* [What you are asked to do]
As the answer, set down the lines below from the one containing "Target: white castle building" through the one containing "Target: cathedral dome", exactly and inclusively, and no others.

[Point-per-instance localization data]
..........

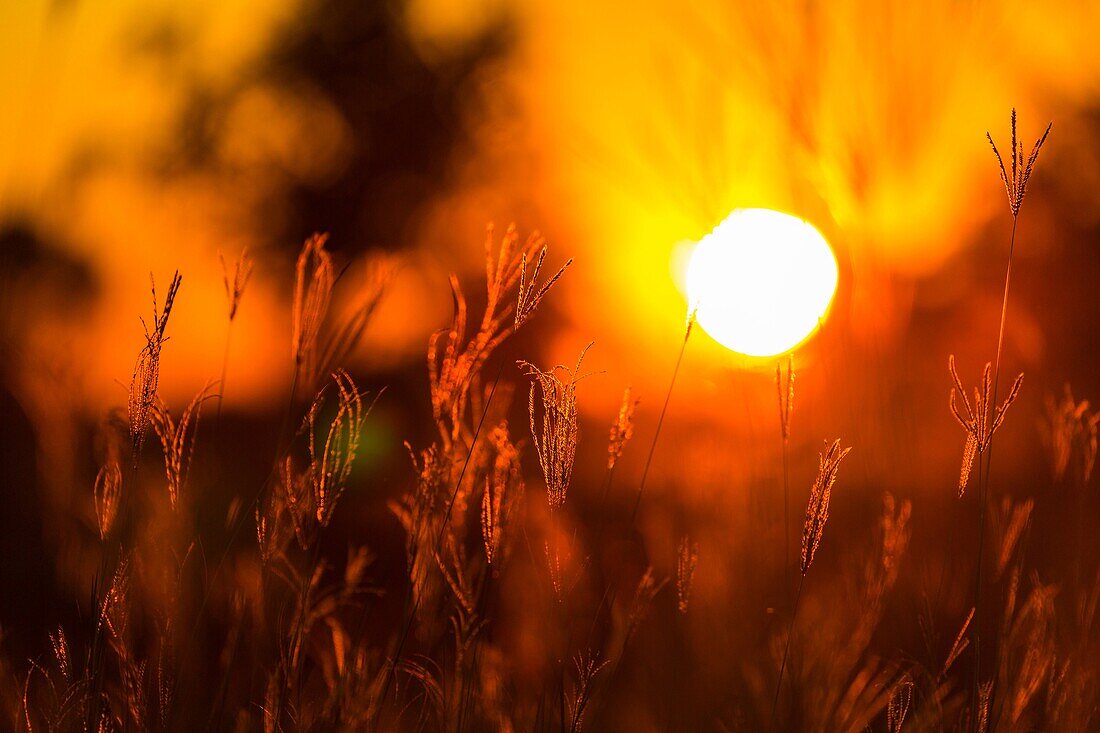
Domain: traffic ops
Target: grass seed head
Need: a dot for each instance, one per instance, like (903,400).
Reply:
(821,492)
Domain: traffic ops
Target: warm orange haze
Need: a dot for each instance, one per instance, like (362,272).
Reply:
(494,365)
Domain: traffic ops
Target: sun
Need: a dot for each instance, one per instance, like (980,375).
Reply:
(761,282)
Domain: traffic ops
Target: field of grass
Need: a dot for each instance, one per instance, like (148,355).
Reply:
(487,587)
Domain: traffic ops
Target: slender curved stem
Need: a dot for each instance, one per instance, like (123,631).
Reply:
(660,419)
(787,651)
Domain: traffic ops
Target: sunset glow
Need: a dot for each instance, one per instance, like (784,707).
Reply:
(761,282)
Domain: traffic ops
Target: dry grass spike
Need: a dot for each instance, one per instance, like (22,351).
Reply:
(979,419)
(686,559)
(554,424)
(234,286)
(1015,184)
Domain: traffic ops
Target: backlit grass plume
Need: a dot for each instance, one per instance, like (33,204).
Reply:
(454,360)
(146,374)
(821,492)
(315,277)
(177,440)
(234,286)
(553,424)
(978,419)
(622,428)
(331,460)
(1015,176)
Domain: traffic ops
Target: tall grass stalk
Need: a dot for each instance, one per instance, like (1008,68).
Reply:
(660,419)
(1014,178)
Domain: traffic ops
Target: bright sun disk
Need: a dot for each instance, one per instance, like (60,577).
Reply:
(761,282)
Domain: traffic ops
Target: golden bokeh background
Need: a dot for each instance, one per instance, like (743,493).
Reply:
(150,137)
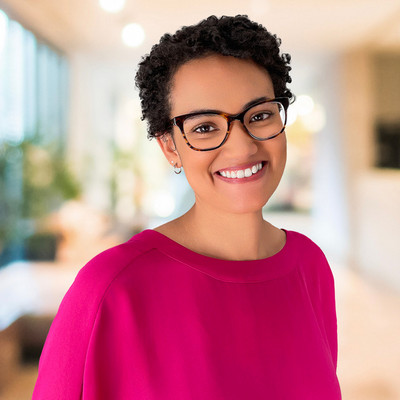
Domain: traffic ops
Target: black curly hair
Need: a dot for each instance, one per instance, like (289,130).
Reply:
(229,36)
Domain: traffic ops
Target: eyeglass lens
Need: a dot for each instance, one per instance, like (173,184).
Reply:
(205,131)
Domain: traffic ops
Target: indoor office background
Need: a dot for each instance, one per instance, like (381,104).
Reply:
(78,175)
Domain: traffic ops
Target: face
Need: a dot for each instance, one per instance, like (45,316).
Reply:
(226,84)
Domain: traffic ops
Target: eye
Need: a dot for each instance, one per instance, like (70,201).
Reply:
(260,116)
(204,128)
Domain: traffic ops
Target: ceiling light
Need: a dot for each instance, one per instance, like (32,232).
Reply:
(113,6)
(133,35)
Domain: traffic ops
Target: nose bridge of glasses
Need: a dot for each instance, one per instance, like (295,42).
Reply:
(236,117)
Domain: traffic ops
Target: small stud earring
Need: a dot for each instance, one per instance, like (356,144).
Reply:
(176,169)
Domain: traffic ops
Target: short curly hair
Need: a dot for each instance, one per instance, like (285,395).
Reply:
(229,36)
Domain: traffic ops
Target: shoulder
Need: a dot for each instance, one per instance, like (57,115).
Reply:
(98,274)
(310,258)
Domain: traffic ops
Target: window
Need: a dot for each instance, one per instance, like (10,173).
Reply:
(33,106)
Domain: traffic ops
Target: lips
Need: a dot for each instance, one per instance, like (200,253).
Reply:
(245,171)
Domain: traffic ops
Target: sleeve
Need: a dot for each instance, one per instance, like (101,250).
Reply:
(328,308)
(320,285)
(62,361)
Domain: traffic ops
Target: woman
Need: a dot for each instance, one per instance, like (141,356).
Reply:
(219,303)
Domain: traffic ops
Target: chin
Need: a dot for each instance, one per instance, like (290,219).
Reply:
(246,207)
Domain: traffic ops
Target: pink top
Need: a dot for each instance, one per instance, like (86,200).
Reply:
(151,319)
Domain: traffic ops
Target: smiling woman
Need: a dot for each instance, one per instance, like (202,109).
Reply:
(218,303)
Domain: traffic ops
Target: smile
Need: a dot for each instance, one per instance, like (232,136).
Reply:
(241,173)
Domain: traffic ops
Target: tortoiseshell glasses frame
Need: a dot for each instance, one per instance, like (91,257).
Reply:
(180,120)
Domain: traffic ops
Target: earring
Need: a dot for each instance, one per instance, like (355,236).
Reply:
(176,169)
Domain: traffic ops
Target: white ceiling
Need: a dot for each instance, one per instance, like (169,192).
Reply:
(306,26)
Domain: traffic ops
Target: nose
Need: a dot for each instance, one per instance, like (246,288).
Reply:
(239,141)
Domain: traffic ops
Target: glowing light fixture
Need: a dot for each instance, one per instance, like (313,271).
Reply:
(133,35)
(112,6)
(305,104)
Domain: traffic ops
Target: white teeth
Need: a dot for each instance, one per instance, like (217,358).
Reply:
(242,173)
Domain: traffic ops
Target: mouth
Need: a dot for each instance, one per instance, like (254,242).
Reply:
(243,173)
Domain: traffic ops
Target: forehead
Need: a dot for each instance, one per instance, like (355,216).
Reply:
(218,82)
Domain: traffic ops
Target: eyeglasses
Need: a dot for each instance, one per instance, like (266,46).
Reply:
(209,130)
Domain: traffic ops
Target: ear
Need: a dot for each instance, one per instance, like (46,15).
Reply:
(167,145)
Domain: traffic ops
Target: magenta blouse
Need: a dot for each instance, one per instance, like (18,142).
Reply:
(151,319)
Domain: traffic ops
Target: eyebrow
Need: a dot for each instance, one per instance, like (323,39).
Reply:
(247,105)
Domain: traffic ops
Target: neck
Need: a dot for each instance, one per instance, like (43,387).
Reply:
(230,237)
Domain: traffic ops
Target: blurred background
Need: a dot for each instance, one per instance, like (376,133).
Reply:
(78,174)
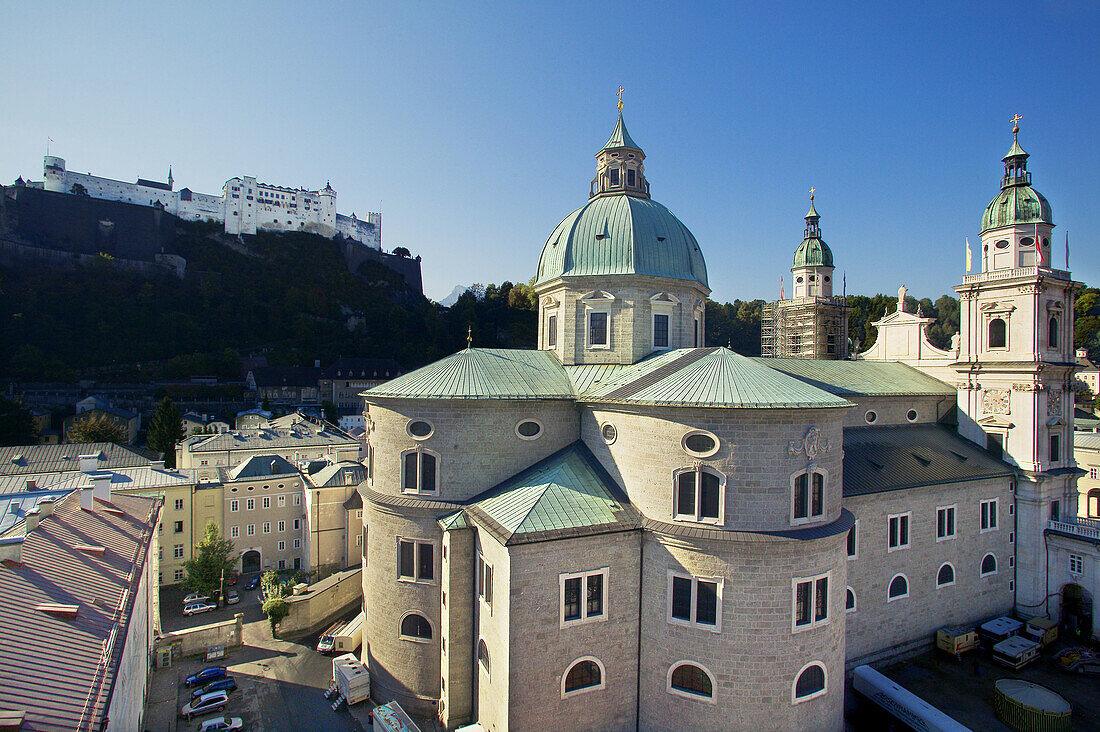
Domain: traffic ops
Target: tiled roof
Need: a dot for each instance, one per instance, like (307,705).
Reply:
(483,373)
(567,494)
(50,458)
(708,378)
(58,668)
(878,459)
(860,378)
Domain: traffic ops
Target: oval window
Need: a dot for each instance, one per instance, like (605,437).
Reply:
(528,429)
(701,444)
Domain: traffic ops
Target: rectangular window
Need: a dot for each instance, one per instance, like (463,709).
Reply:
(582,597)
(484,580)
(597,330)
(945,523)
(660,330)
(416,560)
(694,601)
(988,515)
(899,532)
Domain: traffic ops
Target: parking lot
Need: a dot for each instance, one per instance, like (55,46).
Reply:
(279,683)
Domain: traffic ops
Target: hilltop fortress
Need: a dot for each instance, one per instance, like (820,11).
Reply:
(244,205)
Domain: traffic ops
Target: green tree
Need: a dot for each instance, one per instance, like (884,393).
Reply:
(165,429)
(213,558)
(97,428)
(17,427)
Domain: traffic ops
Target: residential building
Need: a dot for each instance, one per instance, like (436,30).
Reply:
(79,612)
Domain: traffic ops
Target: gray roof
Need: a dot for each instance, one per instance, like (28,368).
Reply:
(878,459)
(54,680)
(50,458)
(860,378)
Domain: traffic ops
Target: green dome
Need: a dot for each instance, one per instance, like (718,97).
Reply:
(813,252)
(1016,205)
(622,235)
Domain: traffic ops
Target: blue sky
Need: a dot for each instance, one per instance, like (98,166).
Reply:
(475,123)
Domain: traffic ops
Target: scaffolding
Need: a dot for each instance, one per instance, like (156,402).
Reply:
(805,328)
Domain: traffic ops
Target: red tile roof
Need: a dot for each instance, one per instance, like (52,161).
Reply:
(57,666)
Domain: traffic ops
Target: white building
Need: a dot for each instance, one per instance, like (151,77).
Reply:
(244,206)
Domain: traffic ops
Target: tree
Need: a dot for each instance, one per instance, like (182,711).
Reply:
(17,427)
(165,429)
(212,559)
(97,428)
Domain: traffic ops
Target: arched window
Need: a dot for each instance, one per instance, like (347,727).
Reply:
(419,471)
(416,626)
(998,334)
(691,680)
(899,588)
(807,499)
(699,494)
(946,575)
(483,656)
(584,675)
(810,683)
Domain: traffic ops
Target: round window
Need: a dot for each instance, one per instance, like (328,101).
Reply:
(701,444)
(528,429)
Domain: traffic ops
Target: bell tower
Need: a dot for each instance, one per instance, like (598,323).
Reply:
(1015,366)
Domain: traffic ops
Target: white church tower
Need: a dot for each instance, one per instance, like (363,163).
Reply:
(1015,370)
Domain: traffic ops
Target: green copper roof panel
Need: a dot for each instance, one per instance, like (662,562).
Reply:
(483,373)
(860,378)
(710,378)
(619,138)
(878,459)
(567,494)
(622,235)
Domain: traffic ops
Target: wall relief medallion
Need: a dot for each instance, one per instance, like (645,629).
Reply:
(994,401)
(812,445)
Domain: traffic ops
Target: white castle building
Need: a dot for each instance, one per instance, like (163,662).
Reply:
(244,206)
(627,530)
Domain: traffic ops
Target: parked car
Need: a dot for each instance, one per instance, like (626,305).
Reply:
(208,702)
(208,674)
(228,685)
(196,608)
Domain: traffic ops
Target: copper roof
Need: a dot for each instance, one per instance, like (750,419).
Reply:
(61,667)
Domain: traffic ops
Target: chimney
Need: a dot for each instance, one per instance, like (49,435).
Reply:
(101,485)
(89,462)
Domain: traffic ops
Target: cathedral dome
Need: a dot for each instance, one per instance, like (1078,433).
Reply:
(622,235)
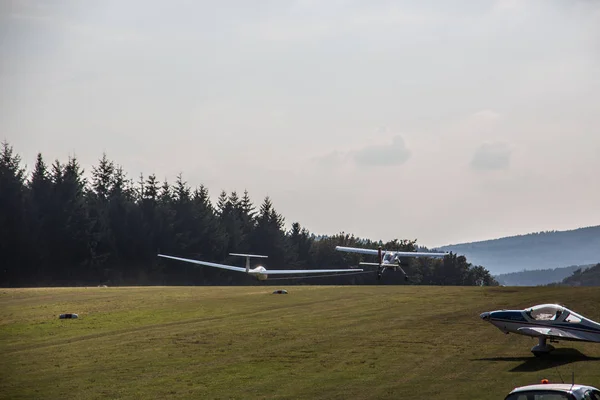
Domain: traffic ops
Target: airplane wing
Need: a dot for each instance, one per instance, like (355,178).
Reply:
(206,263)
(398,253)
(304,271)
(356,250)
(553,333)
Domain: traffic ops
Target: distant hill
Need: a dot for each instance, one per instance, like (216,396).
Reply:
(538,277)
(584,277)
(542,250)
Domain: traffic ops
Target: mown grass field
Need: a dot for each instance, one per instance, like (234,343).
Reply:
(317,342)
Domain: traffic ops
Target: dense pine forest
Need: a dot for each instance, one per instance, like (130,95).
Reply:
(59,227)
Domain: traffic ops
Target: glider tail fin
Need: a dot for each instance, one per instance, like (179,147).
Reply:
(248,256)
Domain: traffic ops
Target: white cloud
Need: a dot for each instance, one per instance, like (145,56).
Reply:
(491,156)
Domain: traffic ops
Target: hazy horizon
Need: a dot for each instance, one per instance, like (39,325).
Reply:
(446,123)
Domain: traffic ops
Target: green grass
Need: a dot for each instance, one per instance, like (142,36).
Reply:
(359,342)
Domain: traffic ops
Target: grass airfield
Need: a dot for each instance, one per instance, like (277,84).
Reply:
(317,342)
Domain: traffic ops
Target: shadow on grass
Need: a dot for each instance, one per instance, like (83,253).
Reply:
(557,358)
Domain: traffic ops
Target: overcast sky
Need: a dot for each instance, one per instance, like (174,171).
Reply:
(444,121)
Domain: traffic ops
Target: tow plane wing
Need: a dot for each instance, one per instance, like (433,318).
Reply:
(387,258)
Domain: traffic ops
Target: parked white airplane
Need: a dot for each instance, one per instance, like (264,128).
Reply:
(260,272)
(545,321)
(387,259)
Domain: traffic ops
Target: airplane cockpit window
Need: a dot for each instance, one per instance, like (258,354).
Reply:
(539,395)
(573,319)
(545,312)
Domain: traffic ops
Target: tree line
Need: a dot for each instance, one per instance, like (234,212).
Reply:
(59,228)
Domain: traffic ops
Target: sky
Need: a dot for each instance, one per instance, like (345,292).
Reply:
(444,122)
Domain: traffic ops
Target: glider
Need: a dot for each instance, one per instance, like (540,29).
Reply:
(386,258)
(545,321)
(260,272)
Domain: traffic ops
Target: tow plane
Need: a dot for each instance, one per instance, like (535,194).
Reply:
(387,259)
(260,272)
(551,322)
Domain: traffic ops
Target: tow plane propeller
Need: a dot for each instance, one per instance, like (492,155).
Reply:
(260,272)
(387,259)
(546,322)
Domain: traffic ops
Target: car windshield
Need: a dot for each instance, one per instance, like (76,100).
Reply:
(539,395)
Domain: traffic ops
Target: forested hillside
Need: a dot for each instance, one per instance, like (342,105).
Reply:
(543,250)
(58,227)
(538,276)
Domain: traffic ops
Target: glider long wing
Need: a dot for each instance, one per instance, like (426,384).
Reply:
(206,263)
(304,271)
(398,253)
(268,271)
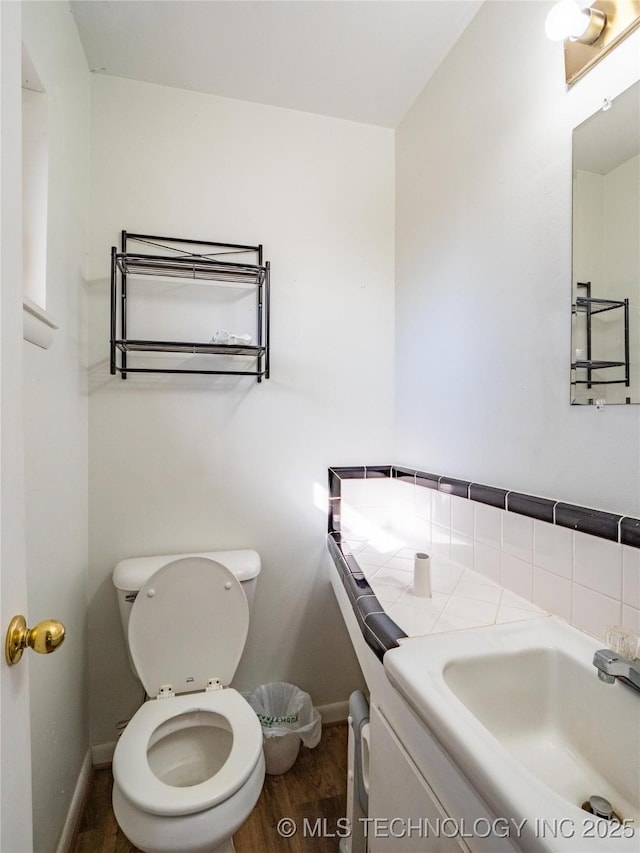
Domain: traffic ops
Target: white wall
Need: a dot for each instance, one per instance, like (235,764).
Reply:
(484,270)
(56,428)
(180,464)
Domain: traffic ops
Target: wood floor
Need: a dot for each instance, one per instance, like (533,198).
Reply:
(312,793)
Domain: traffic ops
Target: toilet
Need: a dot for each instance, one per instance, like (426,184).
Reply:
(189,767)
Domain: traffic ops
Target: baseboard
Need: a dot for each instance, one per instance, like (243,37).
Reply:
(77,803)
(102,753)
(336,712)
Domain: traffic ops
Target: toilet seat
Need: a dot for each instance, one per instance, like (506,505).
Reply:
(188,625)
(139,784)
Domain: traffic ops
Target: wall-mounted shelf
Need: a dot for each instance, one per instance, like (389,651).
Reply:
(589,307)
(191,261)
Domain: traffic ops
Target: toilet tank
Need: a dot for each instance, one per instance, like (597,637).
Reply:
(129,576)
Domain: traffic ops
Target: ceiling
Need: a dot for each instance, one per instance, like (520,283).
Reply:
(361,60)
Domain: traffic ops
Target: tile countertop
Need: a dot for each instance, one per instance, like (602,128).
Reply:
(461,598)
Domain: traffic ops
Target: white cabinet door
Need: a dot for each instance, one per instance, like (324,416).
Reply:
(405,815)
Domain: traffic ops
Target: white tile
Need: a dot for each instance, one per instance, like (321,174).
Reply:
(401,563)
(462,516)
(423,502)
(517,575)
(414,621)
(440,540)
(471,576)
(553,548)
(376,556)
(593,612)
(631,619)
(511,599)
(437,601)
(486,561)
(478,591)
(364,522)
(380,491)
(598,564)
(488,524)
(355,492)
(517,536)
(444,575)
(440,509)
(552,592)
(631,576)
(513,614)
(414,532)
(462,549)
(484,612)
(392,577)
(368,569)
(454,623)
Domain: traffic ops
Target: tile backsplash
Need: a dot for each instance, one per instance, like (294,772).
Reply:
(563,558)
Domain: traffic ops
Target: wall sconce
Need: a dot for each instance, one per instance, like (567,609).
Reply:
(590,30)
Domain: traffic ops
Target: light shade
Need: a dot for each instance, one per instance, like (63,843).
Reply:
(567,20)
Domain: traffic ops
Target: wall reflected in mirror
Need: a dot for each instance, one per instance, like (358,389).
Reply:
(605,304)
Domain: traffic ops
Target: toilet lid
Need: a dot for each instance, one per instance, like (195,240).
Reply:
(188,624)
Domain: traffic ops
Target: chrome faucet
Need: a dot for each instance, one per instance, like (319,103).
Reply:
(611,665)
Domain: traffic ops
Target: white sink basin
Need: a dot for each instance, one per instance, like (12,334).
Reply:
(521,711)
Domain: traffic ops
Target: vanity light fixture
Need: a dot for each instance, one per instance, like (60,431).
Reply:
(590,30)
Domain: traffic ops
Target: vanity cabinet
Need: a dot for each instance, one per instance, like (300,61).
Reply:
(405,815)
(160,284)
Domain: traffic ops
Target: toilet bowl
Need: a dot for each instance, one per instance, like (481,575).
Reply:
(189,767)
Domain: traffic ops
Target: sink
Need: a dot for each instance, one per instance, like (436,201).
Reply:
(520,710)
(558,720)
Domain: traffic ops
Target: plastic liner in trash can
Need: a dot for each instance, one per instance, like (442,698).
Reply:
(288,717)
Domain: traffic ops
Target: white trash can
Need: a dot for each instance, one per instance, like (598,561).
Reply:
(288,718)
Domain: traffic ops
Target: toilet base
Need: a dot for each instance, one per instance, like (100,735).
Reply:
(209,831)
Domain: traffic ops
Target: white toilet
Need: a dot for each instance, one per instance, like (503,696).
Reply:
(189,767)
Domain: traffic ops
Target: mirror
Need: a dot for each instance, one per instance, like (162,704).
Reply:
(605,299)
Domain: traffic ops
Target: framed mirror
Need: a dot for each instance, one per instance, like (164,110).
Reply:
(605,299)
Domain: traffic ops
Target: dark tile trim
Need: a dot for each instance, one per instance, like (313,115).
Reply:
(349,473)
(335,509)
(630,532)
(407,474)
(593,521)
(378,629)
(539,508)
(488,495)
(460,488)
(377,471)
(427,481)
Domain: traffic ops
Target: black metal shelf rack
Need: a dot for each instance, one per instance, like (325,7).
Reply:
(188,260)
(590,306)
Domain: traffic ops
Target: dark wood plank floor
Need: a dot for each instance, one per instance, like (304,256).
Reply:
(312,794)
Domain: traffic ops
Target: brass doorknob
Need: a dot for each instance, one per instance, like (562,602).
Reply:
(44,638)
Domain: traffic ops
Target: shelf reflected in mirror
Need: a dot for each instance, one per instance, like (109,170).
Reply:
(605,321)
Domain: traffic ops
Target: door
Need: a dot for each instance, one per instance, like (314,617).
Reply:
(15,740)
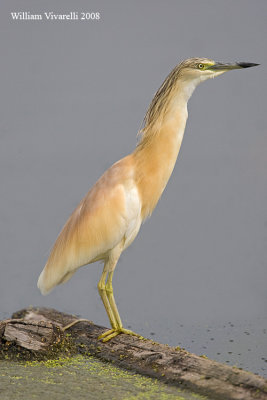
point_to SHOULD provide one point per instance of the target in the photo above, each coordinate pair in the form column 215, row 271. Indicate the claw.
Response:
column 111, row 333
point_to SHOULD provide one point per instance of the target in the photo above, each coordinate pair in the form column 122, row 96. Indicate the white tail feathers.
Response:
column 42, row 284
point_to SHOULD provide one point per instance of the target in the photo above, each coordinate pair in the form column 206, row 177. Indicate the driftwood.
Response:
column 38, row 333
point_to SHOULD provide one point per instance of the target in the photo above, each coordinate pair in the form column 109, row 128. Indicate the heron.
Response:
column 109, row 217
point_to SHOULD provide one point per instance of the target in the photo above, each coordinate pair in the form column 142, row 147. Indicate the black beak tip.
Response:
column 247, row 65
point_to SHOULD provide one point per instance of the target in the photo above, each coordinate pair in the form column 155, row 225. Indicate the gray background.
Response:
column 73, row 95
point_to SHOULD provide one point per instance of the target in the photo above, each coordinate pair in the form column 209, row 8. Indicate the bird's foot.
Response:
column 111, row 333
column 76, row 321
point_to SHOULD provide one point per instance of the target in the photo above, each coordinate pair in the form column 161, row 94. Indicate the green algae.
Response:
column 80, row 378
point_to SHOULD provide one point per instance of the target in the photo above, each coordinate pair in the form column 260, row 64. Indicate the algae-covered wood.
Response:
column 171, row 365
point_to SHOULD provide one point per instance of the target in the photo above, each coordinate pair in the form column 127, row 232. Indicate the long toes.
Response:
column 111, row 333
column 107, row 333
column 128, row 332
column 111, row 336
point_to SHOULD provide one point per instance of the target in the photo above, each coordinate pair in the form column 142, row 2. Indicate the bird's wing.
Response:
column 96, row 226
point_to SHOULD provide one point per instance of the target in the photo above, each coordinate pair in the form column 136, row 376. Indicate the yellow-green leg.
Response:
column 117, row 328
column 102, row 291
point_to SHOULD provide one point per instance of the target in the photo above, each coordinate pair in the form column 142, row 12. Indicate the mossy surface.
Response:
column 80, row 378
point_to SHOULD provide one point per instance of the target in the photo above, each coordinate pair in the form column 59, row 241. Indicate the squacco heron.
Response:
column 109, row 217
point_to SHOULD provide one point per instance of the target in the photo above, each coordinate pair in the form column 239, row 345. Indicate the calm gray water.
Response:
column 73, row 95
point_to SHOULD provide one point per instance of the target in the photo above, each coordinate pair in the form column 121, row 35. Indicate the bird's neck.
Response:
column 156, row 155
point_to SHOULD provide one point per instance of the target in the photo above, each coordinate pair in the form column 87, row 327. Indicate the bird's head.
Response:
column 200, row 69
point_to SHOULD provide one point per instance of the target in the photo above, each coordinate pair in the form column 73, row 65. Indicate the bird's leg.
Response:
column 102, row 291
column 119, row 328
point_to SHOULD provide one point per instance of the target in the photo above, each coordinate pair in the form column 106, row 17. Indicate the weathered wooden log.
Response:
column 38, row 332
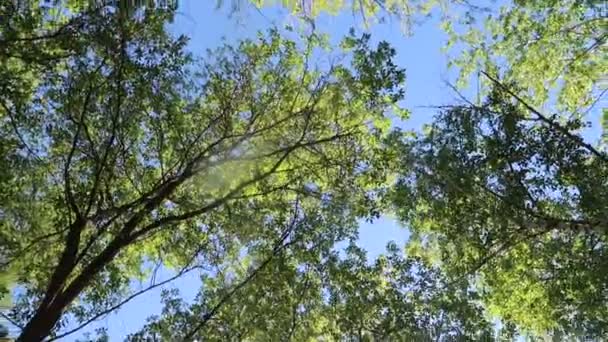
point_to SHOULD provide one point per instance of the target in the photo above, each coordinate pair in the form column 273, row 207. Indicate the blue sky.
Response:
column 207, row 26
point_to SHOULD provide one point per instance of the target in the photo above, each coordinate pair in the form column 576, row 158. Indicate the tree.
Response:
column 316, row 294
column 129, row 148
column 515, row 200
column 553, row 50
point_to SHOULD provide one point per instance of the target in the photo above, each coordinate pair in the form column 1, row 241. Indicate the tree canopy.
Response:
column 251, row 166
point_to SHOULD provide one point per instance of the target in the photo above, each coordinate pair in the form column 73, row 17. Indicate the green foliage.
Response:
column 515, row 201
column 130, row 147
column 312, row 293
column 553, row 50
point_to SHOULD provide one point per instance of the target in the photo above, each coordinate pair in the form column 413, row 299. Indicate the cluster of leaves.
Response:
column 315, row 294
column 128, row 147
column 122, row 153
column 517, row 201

..........

* [Response]
Target: white castle building
Need: a dot for each instance, one per instance, like (163,662).
Reply:
(244,206)
(627,530)
Domain: traffic ops
Target: parked car
Need: a dot for each instance, one per instance, like (626,305).
Reply:
(208,702)
(208,674)
(228,685)
(196,608)
Domain: traffic ops
Target: copper roof
Need: a dot for each instance, one per instance, like (750,419).
Reply:
(61,667)
Domain: traffic ops
Target: chimney
Need: a dot for each instance, one per instance, like (49,435).
Reply:
(101,485)
(89,462)
Domain: traffic ops
Target: cathedral dome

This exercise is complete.